◆ What you will do:
Starting with the line that contains "Q: Locate the duck bill", reproduce each line through the end of the listing below, with no other output.

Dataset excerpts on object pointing
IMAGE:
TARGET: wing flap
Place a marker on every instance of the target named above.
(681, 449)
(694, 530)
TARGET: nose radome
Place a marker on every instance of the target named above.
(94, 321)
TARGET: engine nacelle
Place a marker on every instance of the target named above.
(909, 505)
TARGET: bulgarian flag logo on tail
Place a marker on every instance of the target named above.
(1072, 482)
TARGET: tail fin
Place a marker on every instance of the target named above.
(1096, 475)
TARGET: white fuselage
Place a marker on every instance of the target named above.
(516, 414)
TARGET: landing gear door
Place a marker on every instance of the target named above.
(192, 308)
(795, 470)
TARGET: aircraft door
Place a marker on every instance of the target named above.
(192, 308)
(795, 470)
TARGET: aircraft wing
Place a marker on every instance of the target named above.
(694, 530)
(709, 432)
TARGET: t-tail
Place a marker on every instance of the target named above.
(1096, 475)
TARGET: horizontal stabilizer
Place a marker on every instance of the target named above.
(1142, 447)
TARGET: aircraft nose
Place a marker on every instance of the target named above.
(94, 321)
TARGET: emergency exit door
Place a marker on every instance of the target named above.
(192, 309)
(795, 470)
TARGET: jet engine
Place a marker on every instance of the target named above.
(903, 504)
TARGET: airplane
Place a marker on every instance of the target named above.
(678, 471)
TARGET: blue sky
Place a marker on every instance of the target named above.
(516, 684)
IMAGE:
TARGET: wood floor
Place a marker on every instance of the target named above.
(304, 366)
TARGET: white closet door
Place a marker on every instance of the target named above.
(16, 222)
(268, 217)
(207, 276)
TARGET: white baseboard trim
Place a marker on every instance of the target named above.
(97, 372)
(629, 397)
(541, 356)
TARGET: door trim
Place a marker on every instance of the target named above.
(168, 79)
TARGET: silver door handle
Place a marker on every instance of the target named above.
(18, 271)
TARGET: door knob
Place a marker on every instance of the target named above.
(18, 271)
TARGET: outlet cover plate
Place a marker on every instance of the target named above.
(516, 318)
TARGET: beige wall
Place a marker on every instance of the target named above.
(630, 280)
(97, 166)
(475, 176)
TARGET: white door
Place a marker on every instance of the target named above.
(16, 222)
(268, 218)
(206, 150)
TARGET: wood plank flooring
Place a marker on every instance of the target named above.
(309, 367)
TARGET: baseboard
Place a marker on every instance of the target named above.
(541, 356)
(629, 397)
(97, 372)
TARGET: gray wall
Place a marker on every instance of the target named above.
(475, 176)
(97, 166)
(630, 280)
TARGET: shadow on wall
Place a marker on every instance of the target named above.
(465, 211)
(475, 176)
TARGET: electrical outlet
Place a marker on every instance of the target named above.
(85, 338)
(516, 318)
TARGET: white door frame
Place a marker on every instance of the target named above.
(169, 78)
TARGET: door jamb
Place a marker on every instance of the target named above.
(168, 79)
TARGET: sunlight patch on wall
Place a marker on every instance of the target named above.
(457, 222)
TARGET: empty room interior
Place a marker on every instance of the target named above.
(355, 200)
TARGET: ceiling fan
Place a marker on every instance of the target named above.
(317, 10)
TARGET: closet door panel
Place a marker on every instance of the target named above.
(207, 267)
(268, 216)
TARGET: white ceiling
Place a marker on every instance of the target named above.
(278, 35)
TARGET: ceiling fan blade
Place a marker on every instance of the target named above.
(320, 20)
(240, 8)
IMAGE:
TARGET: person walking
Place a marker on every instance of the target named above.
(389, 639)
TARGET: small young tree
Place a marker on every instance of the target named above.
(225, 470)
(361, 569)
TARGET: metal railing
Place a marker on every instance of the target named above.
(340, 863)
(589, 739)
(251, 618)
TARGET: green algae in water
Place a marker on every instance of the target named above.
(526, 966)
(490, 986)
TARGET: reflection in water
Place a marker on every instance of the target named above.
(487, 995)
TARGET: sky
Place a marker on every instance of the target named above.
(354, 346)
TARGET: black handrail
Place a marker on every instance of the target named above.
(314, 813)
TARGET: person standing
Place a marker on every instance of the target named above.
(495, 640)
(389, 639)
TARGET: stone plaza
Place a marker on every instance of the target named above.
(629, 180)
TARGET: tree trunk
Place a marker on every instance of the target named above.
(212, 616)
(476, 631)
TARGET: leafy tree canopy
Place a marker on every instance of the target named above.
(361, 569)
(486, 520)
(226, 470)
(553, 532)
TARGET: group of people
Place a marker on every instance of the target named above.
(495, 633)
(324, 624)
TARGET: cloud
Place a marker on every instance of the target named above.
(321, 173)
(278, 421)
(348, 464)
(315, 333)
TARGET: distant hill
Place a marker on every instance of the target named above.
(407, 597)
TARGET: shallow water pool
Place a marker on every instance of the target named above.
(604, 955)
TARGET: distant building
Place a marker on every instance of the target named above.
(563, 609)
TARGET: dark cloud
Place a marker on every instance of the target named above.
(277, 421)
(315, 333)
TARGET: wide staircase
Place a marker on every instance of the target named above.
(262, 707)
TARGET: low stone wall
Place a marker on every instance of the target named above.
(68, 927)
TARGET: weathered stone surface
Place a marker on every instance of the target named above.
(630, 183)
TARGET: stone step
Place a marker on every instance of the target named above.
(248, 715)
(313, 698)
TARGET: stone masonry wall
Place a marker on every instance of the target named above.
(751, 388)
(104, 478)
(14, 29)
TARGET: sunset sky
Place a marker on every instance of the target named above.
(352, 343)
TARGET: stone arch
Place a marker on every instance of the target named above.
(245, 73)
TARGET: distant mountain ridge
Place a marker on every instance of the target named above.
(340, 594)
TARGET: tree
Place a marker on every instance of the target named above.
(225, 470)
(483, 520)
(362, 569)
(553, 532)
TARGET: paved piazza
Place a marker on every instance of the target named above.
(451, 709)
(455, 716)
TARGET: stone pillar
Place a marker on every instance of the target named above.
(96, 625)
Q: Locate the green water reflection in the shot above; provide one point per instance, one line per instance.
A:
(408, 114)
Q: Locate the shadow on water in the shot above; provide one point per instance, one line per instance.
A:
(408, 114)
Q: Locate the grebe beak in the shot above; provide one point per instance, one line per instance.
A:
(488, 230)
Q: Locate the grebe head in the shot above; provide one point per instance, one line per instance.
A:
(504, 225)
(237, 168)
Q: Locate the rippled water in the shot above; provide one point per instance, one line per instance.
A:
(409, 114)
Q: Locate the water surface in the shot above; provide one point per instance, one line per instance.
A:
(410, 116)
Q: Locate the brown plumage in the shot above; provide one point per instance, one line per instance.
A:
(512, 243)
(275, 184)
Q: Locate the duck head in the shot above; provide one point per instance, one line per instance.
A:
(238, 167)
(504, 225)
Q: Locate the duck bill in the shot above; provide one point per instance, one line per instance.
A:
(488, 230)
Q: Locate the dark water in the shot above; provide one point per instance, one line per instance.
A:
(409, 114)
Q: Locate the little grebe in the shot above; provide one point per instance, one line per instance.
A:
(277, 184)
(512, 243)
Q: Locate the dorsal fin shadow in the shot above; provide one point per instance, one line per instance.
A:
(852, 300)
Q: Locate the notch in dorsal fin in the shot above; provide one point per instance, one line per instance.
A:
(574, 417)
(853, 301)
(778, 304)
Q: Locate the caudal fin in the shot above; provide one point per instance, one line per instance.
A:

◆ Output of the task:
Q: Locate the duck bill in the shot above; provide one point per instance, one line per instance.
A:
(488, 230)
Q: Locate the dark water in the shot above; provide one point per instance, one line per instance.
A:
(409, 114)
Q: Locate the little grebe in the shot above; provide one point per instance, one line per instance.
A:
(277, 184)
(512, 243)
Q: Locate the dorsal fin shadow in the shot above; provide one point per instance, one line per instance.
A:
(852, 300)
Q: Locate the notch in dorsal fin in the shot above; provide one point per instance, one line per instance.
A:
(574, 417)
(853, 301)
(778, 304)
Q: Locate the caudal fin in the shot above; provide one point per instance, one line per instance.
A:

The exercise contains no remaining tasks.